→ **Task to carry out**
Starting at the line containing "Curation note — class label: window" and ending at the last line of the items, write out every line again. In the answers, multiply each box coordinate by 2.5 and round to a whole number, with halves rounded up.

>> begin Records to process

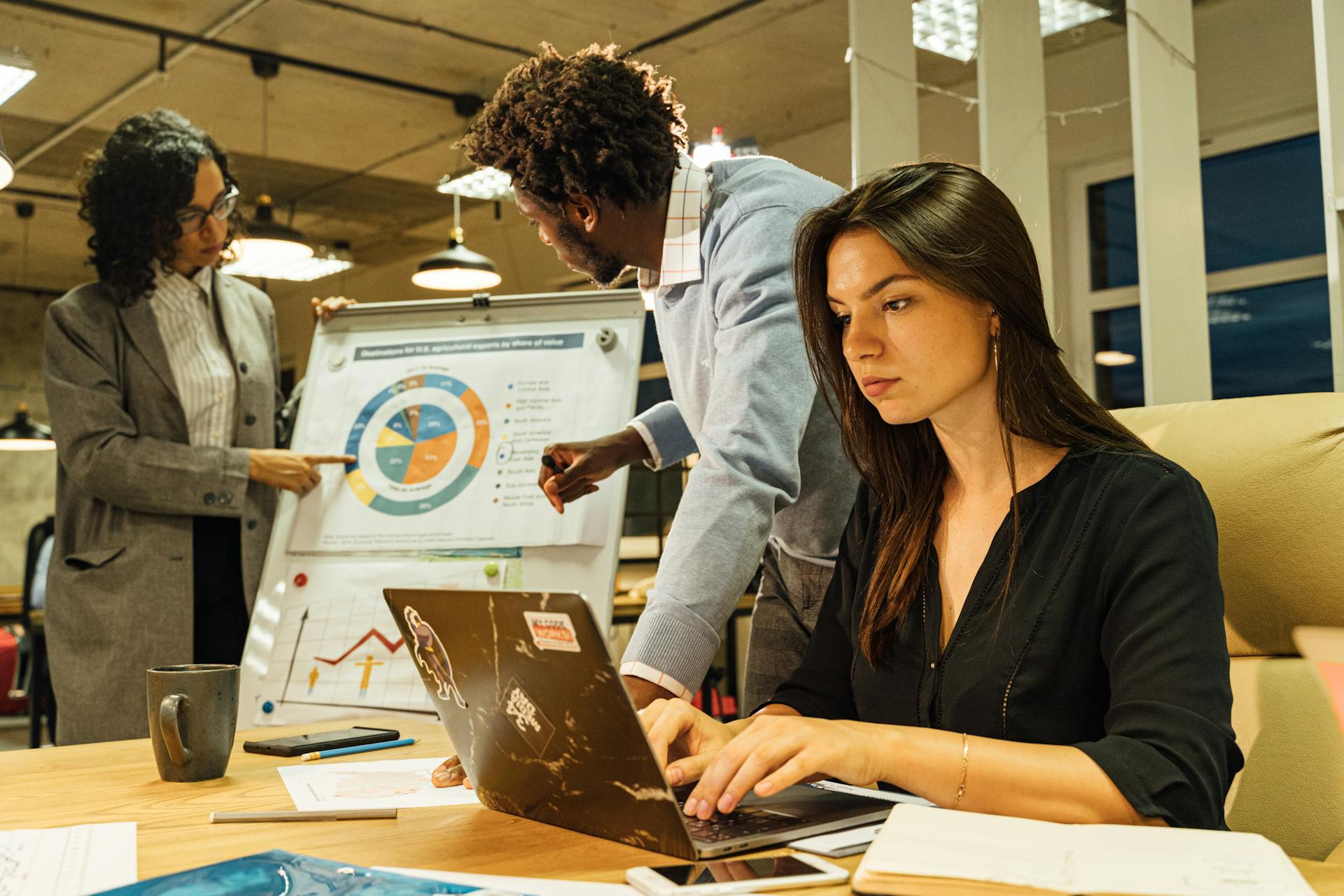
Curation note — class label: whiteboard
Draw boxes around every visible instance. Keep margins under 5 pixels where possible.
[239,290,645,725]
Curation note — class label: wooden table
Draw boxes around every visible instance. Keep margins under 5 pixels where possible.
[0,718,1344,896]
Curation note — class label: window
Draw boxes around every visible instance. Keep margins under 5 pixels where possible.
[1084,133,1334,408]
[1093,276,1335,408]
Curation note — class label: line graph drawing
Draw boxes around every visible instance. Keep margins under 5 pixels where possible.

>> end Records to process

→ **Output for this task**
Curation note — class label: window
Draw boxes around every visible instance. Keep margins under 5 pixels where possible.
[2710,333,3335,1020]
[2733,690,3338,1020]
Curation note — class label: line graph drawing
Draw boxes around every visible instance. Keep margins under 5 pixels where possible.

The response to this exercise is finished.